Write the next part of the article below on how the approval of generic Doxil is easing the cancer drug shortage, beginning after its final sentence.

***** Selected extract

The FDA’s approval of generic Doxil has begun to ease shortages of the cancer drug
By Patrick Kenney
Over the last couple years, our healthcare system has been plagued by nationwide drug shortages that have threatened the lives of thousands of patients. The consequences of these shortages have been particularly dangerous because many of the drugs in short supply are potentially life-saving treatments for cancer.
The shortages tend to be a result of disruptions in manufacturing, in many cases due to improper practices by pharmaceutical manufacturing giants that can affect an entire supply chain.
The cancer drug Doxil (doxorubicin HCI liposome injection), which is used frequently in the treatment of recurrent ovarian cancer and relapsed multiple myeloma, has been in short supply since November 2011, when the Food and Drug Administration (FDA) intervened at a plant operated by Ben Venue Laboratories in Bedford, Ohio, where equipment had deteriorated to the point that it shed particles into injectable drugs.
In October 2011, acknowledging the urgency of the shortage crisis, President Barak Obama issued an executive order, which in part instructed the FDA to speed up efforts to get generic drugs approved and on the market. Last month, that effort bore fruit when the FDA approved the first generic form of Doxil, made by Sun Pharma Global FZE.
“Initially, there was an issue with the warehouse distributor not having the generic version available as soon as notification went out that it was available per the manufacturer and that delay was approximately one week,” Kathryn Schultz, a clinical pharmacy specialist in hematology/oncology at Rush University Medical Center, said in an email.
Schultz and her colleagues in the pharmacy department track changes in the supply of cancer drugs, and each week, they report the combined inventory for inpatient and outpatient pharmacies to their cancer center. During intense shortages, hospitals are prepared to share drugs openly amongst themselves to ensure that patients’ needs are met.
In recent weeks, generic Doxil has boosted the drug supply, enabling Rush to provide treatment to more patients. “There were only two [outpatients] on the access program treated during the months of shortage,” Schultz said. “Now [we’re] treating about five [to] six patients a week, mostly in our outpatient infusion center.”

**********
***** Recorded data

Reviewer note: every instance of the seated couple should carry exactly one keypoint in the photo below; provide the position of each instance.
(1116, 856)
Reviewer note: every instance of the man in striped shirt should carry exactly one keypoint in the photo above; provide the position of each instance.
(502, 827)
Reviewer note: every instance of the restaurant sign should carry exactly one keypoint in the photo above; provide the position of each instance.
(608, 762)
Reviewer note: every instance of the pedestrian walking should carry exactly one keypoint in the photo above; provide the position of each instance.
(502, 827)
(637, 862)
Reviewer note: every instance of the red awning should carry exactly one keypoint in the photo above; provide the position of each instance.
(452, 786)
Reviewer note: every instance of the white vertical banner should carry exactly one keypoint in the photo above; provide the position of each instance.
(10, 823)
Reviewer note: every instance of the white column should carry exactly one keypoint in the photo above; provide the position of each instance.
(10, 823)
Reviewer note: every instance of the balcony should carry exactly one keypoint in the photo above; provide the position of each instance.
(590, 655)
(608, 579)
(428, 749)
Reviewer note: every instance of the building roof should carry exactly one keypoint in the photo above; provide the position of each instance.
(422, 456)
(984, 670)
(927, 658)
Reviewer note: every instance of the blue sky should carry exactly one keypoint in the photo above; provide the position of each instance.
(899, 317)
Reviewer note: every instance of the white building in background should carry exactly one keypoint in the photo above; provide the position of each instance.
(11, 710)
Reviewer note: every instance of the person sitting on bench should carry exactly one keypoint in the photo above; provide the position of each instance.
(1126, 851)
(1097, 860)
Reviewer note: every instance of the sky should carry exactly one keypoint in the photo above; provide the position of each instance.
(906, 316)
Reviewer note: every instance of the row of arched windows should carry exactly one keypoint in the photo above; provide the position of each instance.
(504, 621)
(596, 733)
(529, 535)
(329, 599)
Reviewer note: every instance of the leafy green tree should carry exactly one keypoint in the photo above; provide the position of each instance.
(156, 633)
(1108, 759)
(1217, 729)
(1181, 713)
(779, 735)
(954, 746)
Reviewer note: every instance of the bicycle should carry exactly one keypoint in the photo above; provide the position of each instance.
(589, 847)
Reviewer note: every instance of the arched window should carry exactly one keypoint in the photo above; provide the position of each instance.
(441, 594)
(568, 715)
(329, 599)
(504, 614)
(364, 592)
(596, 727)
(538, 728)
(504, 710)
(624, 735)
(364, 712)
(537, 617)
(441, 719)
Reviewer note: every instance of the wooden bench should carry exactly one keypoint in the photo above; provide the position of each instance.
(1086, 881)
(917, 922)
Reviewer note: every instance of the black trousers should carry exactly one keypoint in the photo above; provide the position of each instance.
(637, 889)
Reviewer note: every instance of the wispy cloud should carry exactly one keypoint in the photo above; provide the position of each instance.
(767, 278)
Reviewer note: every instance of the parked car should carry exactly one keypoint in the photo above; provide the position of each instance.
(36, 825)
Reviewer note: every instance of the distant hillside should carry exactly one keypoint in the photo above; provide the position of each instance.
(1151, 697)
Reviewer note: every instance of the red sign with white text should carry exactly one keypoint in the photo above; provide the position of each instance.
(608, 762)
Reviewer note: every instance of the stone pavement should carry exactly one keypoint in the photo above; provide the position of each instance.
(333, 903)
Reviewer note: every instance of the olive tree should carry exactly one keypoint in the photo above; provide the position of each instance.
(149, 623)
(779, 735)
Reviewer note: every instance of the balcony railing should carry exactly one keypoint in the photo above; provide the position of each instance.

**********

## Output for this exercise
It has been more than three years since Doxil-related patents expired. But Doxil, owned by Johnson & Johnson through its subsidiary Janssen, hasn’t seen any competition from generic versions of the drug, ironically because the FDA had protected them from it.
Generic drugs have the same bioequivalence as their brand-name counterparts. They are, essentially, the same. When the patent on a proprietary drug expires, generics flood the market with a more affordable version of the same medication. This is good for the market and for patients, forcing prices down and incentivizing research and development of the next big drug.
But because Doxil was developed to treat multiple myeloma, a relatively rare form of cancer, it was offered extra protection against generic competition. Pharmaceutical companies don’t need to be encouraged to develop drugs that everyone will want to buy, but when necessary treatments are not so profitable, the FDA offers a reward in the form of an orphan drug product designation, preventing generic competition from driving down the price.
With generic Doxil finally coming online, the supply chain has begun a dramatic shift toward stability. At Rush, “we have gone from a zero stock to having a three-week supply on the shelf, based on our increased current usage,” said Schultz.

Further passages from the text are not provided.